***** DATA ROWS *****
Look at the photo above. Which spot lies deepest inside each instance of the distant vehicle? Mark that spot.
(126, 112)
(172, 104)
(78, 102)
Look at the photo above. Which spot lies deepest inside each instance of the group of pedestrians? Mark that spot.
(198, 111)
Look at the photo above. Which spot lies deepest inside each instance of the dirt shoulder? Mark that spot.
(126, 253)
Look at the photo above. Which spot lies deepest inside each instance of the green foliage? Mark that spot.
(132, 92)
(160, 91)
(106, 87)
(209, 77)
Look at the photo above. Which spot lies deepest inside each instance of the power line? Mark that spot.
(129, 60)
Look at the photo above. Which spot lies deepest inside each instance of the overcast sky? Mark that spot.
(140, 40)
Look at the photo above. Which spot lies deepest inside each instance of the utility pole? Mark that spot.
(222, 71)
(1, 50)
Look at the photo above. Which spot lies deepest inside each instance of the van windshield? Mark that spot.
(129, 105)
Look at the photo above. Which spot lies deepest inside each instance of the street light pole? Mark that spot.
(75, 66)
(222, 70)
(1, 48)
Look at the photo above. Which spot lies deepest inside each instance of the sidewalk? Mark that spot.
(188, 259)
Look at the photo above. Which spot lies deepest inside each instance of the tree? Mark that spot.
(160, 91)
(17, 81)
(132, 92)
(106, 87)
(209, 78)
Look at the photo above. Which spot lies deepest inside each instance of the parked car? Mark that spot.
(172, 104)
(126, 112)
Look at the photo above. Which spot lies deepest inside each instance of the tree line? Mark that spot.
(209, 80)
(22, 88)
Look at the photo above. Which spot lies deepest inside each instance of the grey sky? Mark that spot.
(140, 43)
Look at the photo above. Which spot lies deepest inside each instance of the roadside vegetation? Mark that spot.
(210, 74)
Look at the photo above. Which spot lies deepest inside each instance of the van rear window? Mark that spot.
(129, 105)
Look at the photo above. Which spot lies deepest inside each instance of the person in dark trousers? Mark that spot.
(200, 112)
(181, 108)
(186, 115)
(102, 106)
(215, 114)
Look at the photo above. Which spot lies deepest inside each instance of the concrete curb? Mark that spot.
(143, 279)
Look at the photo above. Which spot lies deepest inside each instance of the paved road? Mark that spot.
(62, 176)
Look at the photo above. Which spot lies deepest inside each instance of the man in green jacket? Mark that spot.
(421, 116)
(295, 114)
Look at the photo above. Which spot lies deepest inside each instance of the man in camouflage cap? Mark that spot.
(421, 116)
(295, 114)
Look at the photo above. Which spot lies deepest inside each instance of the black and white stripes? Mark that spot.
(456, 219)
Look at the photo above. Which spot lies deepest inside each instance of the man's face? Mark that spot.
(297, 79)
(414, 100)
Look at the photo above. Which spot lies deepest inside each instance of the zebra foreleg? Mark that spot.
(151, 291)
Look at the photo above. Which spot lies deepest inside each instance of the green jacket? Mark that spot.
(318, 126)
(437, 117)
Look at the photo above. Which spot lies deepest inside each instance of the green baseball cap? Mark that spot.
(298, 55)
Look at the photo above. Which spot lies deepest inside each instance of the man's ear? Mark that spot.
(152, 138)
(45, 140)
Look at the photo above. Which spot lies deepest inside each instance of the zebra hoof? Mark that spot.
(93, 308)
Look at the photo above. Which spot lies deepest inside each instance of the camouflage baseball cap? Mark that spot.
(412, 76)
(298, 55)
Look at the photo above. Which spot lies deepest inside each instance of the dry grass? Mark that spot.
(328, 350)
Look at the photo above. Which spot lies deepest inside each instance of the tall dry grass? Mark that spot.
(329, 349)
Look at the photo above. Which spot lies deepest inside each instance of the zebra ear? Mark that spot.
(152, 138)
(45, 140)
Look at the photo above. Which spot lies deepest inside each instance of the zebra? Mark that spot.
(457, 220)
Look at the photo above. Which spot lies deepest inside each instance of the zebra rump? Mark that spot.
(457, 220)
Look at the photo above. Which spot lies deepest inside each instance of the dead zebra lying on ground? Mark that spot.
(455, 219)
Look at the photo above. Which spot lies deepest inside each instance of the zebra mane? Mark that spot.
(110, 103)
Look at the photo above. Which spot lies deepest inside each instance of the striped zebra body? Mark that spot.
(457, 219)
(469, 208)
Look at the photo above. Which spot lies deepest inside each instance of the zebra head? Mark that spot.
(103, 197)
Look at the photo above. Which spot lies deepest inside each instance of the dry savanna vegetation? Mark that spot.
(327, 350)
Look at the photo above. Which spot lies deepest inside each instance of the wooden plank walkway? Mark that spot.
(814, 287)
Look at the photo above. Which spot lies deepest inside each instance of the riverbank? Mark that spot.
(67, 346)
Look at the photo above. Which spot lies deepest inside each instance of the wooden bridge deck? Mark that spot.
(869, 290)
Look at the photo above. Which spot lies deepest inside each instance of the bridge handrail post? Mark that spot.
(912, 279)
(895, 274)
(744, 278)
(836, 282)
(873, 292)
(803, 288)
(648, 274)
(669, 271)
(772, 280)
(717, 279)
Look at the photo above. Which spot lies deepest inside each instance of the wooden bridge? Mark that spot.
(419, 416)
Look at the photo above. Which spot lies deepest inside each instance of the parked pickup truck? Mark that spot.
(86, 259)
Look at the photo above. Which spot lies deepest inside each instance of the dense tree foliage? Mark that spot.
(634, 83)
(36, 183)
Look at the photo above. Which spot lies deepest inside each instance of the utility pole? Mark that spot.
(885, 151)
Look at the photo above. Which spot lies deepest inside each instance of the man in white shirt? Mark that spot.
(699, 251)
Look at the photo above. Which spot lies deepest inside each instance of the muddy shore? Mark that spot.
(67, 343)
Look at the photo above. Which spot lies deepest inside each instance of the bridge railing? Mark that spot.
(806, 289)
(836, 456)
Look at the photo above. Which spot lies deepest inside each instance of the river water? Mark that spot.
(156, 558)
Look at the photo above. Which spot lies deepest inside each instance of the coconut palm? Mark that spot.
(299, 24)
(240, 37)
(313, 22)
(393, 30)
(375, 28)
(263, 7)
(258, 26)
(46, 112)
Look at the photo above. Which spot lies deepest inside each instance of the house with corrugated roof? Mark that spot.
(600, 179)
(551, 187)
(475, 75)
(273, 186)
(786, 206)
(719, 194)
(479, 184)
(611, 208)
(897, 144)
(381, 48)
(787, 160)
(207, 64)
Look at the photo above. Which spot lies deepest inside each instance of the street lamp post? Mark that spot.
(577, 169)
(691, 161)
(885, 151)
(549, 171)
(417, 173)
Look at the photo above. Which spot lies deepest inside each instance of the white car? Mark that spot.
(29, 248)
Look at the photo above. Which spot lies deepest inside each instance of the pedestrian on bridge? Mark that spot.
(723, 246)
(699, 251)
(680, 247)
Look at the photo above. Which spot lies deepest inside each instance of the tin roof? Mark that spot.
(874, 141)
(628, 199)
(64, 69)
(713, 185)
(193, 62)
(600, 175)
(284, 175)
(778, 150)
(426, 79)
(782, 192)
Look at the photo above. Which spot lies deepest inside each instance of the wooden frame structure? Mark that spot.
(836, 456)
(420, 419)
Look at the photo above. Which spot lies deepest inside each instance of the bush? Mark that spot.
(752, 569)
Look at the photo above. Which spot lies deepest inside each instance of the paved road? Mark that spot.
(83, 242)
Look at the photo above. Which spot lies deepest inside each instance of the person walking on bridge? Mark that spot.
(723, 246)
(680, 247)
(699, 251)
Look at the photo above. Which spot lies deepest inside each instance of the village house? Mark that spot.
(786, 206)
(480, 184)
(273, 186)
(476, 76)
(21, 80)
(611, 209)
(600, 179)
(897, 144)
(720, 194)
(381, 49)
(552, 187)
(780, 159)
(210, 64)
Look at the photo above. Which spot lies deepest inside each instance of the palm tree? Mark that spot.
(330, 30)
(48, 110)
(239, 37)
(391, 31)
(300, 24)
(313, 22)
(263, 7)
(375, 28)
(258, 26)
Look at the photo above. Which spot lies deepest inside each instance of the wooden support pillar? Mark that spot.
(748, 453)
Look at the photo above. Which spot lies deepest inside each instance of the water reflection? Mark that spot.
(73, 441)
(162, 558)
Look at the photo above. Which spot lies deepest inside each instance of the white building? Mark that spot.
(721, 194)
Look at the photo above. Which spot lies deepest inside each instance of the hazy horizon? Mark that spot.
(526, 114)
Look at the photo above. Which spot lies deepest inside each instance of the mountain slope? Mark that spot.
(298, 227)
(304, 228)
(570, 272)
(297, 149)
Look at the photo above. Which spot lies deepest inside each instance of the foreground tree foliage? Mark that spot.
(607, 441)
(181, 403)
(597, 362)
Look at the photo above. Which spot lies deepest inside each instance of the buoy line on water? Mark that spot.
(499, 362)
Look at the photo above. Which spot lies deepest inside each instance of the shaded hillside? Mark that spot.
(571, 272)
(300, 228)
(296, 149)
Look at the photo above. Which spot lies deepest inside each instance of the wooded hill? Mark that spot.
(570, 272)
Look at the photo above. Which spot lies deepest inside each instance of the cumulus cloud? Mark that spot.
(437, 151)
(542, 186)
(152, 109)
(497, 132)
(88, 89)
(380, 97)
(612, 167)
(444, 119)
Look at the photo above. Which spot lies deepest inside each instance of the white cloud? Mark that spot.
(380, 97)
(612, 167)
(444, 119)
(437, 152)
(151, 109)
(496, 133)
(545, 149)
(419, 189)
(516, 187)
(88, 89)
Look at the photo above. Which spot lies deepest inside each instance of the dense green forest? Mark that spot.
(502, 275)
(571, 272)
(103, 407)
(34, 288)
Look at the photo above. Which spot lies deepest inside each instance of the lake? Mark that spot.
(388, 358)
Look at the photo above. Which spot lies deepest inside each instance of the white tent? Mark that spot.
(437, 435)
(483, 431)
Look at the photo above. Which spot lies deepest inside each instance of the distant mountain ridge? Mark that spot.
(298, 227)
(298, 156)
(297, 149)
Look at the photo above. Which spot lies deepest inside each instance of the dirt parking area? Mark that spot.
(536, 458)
*****
**TASK**:
Rewrite the entries from the line containing "lake? Mark that spot." through the end of the entries, changing "white tent" to "canvas tent" and leaving everything else unchanged.

**IN RESPONSE**:
Look at the photo above. Which spot lies deepest inside each instance of the lake? Mark that spot.
(388, 358)
Look at the photo above. Which spot lies deepest inside each instance of the canvas tent? Mark that spot.
(437, 435)
(483, 431)
Look at the photo above. Which spot lies deepest inside each instance of the distant mountain ridge? Mark that spot.
(298, 227)
(298, 156)
(297, 149)
Look at the photo above. Which spot lies deepest inside each instance of the dirt parking area? Mark that spot.
(536, 458)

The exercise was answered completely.